List every person named in the text about the William Dameshek Prize.

» Text provided
+-------+

Today, Dr. Kenneth Anderson will be awarded the William Dameshek Prize. The prize, named for Dr. William Dameshek, a past president of ASH and the founding editor of its journal, Blood, is awarded to an individual who has made an outstanding contribution in hematology during the preceding years. Dr. Anderson has been selected for this award in recognition of his contributions to the treatment of myeloma. Dr. Anderson was kind enough to respond to our questions about his career and life.
When did you first become interested in hematology, and what attracted you to choose it as your career path?
I entered medical school with a strong interest in science and biology, coupled with a heartfelt desire to apply advances to improve treatments. My interest in hematology, and hematologic malignancies in particular, was kindled very early in the first year of medical school by a mentor, Dr. Richard Humphrey, who used laboratory and animal models to provide the framework for derived clinical trials for patients with myeloma. He was uniquely committed to both the medical and personal needs of his patients. I was fascinated by the biology, and most particularly by the opportunity to couple scientific discovery with compassionate patient care.
What do you find to be most rewarding about a career in hematology?

+-------+

» Exercise data
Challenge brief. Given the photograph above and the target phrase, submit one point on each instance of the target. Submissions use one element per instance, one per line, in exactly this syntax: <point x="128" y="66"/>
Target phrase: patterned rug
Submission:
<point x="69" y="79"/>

+-------+

» Task output
Dr. Kenneth Anderson, Dr. William Dameshek, Dr. Richard Humphrey